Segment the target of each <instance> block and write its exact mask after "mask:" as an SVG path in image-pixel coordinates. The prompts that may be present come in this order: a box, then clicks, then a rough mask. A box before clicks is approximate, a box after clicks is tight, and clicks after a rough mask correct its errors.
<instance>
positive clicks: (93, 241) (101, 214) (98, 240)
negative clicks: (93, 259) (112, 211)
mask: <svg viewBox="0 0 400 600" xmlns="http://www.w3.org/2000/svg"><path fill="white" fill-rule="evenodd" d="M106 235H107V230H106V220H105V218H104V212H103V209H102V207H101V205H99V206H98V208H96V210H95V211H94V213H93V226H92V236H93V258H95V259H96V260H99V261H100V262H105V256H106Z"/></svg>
********
— Work required —
Go through the entries above and report how many lines hold the word "instance". Nothing but the number is needed.

— Solution for this exercise —
2